#### Your task
Format every line of the items below as a JSON list of strings, one string per line, omitting any blank lines.

#### Provided records
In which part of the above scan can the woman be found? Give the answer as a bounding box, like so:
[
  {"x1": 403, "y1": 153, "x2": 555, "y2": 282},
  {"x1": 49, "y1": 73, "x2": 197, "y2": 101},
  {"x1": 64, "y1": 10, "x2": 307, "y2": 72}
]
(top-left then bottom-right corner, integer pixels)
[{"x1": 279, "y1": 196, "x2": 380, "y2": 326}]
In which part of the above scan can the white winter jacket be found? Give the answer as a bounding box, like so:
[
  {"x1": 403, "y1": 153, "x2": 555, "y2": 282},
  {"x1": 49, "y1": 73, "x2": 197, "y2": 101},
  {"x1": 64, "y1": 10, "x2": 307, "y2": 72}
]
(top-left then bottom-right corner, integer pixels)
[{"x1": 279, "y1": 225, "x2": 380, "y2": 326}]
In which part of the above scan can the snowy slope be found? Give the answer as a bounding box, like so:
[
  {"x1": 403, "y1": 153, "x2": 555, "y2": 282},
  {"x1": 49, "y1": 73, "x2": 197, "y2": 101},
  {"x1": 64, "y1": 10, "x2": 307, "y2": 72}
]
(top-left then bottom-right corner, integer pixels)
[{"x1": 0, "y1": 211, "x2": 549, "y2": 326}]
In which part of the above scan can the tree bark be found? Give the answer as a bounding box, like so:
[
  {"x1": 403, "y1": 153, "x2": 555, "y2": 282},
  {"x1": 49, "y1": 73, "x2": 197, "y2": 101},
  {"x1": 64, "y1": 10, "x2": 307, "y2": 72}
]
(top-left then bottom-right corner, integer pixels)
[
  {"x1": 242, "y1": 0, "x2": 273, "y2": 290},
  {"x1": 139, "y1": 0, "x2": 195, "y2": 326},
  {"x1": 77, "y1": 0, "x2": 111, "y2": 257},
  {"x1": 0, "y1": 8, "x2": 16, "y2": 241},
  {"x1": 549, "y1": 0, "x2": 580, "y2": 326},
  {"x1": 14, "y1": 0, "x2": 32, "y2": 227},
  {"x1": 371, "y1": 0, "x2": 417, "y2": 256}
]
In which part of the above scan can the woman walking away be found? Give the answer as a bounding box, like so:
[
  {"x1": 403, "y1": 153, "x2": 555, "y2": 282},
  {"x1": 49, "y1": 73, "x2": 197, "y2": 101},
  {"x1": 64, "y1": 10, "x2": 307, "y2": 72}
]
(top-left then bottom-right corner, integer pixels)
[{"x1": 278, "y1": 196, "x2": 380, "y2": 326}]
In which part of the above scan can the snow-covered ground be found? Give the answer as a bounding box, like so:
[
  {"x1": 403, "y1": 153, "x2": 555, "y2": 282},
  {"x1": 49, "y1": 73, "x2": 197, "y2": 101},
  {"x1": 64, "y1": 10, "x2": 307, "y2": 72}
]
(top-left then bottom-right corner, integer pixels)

#### Complete output
[
  "In which part of the above scan can the woman be found? Give the answer as a bounding box, like so:",
  "[",
  "  {\"x1\": 403, \"y1\": 153, \"x2\": 555, \"y2\": 282},",
  "  {\"x1\": 49, \"y1\": 73, \"x2\": 197, \"y2\": 101},",
  "  {\"x1\": 64, \"y1\": 10, \"x2\": 307, \"y2\": 72}",
  "]",
  "(top-left then bottom-right corner, integer pixels)",
  "[{\"x1\": 279, \"y1\": 196, \"x2\": 380, \"y2\": 326}]",
  "In which part of the above scan can the white winter jacket be found? Give the answer as a bounding box, like so:",
  "[",
  "  {\"x1\": 403, \"y1\": 153, \"x2\": 555, \"y2\": 282},",
  "  {\"x1\": 49, \"y1\": 73, \"x2\": 197, \"y2\": 101},",
  "  {\"x1\": 64, \"y1\": 10, \"x2\": 307, \"y2\": 72}",
  "]",
  "(top-left then bottom-right corner, integer pixels)",
  "[{\"x1\": 279, \"y1\": 225, \"x2\": 380, \"y2\": 326}]",
  "In which part of the above scan can the snowy slope be found? Give the answer as a bounding box, like so:",
  "[",
  "  {\"x1\": 403, \"y1\": 153, \"x2\": 555, \"y2\": 282},",
  "  {\"x1\": 49, \"y1\": 73, \"x2\": 197, \"y2\": 101},",
  "  {\"x1\": 64, \"y1\": 10, \"x2\": 307, \"y2\": 72}",
  "]",
  "(top-left then bottom-right corner, integer pixels)",
  "[{\"x1\": 0, \"y1\": 211, \"x2\": 549, \"y2\": 326}]",
  "In which part of the above scan can the tree bark be found? Give the answer as a bounding box, like so:",
  "[",
  "  {\"x1\": 403, \"y1\": 153, \"x2\": 555, \"y2\": 282},",
  "  {\"x1\": 49, \"y1\": 73, \"x2\": 197, \"y2\": 101},",
  "  {\"x1\": 64, \"y1\": 10, \"x2\": 307, \"y2\": 72}",
  "]",
  "(top-left then bottom-right corner, integer pixels)",
  "[",
  "  {\"x1\": 242, \"y1\": 0, \"x2\": 273, \"y2\": 290},",
  "  {\"x1\": 139, \"y1\": 0, \"x2\": 195, \"y2\": 326},",
  "  {\"x1\": 77, \"y1\": 0, \"x2\": 111, \"y2\": 257},",
  "  {\"x1\": 0, \"y1\": 8, \"x2\": 16, \"y2\": 241},",
  "  {\"x1\": 549, \"y1\": 0, \"x2\": 580, \"y2\": 326},",
  "  {\"x1\": 14, \"y1\": 0, \"x2\": 32, \"y2\": 227},",
  "  {\"x1\": 371, \"y1\": 0, \"x2\": 417, \"y2\": 256}",
  "]",
  "In which part of the above scan can the woman walking away be found? Give the answer as a bounding box, like so:",
  "[",
  "  {\"x1\": 403, \"y1\": 153, \"x2\": 555, \"y2\": 282},",
  "  {\"x1\": 49, \"y1\": 73, \"x2\": 197, \"y2\": 101},",
  "  {\"x1\": 64, \"y1\": 10, \"x2\": 307, \"y2\": 72}",
  "]",
  "(top-left then bottom-right corner, integer pixels)",
  "[{\"x1\": 278, \"y1\": 196, \"x2\": 380, \"y2\": 326}]",
  "In which part of the above scan can the snow-covered ground be found? Give the answer as a bounding box, like so:",
  "[",
  "  {\"x1\": 403, \"y1\": 153, \"x2\": 555, \"y2\": 282},",
  "  {\"x1\": 49, \"y1\": 73, \"x2\": 197, \"y2\": 101},",
  "  {\"x1\": 64, \"y1\": 10, \"x2\": 307, \"y2\": 72}",
  "]",
  "(top-left then bottom-right corner, integer pixels)"
]